■ Task directions: Reproduce the items from the line containing "of the group" through the end of the items, putting "crowd" in place of "group of people" and leaving everything else unchanged.

● ● ● ●

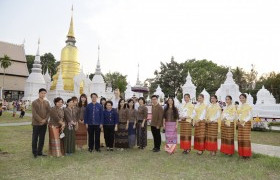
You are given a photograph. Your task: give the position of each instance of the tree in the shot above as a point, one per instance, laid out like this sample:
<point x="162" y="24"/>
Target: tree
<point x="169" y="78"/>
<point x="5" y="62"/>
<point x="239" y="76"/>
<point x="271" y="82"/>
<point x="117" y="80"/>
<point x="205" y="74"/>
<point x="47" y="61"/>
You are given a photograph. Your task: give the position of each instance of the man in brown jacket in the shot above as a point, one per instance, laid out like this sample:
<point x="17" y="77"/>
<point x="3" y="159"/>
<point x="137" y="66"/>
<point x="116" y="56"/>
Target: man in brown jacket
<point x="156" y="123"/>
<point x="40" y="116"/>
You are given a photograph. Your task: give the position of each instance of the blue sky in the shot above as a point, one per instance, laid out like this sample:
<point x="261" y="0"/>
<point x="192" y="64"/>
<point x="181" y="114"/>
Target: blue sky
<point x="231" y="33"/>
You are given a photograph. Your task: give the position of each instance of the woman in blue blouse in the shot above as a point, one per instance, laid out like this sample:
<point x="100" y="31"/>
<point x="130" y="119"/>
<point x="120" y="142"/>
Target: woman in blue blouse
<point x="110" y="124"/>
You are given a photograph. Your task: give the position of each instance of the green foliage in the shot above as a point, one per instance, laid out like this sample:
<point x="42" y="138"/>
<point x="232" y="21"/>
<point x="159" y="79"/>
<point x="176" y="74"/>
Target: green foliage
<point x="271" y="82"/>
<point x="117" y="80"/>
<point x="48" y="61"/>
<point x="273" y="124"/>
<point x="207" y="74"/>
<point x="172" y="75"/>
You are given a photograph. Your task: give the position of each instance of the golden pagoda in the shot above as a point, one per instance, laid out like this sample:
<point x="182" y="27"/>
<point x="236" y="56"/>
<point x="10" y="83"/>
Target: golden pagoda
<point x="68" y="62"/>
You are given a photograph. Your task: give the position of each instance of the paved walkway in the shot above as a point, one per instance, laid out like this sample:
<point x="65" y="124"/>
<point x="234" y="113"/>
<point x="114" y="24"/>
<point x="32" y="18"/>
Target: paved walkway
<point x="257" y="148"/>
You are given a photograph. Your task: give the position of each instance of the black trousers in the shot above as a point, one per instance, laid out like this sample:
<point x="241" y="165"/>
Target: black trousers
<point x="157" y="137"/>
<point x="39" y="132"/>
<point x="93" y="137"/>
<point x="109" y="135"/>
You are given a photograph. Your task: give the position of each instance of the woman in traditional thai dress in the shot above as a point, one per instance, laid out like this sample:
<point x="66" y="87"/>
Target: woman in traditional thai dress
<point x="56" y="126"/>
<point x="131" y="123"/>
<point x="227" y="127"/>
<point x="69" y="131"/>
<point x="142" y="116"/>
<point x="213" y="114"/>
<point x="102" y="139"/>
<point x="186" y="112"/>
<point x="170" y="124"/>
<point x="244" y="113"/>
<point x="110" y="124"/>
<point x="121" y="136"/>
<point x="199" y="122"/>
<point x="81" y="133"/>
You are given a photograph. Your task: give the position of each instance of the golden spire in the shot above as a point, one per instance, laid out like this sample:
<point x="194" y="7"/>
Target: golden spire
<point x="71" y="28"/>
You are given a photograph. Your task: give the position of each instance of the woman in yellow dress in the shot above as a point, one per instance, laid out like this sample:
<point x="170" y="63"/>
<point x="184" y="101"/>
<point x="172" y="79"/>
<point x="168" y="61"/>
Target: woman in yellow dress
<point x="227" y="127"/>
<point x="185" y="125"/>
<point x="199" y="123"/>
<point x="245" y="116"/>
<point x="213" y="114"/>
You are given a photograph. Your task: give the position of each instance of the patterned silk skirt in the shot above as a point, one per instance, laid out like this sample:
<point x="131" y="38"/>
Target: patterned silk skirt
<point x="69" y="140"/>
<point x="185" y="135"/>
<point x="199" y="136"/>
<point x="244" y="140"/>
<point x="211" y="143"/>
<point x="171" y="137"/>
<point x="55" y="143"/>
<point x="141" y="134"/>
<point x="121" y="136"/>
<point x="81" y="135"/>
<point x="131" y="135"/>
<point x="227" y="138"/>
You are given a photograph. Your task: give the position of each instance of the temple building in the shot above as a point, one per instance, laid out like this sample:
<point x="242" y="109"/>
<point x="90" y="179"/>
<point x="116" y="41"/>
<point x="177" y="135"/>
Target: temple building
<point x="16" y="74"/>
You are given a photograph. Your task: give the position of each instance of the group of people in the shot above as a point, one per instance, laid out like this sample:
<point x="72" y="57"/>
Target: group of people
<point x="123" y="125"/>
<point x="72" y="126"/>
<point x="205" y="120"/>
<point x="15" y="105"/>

● ● ● ●

■ Written answer:
You are given a photograph. Your task: give the position of each instance of the crowd in the shot above as a point, one per instance, laid out like this sample:
<point x="72" y="57"/>
Target: crowd
<point x="123" y="125"/>
<point x="72" y="126"/>
<point x="205" y="120"/>
<point x="15" y="105"/>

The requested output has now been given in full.